RECORD SET:
========================
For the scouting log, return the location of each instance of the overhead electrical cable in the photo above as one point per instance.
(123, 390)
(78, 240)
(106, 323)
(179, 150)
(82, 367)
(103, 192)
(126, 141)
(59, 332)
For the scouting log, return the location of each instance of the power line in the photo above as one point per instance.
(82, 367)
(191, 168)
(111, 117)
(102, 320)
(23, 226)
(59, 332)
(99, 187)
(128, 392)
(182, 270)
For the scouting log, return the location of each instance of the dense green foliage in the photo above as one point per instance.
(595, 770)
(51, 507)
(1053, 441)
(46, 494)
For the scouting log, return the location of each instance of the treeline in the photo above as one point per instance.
========================
HOW TO COMPLETE THIS TASK: What you write must be identical to the material above.

RESPONSE AREA:
For the scouting log, return the location of each instance of the overhead electrical cable in the photo above as one point per instance.
(123, 390)
(78, 240)
(106, 323)
(179, 150)
(82, 367)
(103, 192)
(126, 141)
(59, 332)
For the scouting log, return the location of each instance of the power line in the photo above as one point per instance.
(82, 367)
(191, 168)
(111, 117)
(102, 320)
(23, 226)
(59, 332)
(99, 187)
(128, 392)
(182, 270)
For the scouting log, return the location of each instance of the dense green foliage in the photo above as one point per instance.
(595, 770)
(51, 507)
(1053, 441)
(46, 494)
For the scouting log, return the location of each instance of the treeline in the photo above as one point per instance.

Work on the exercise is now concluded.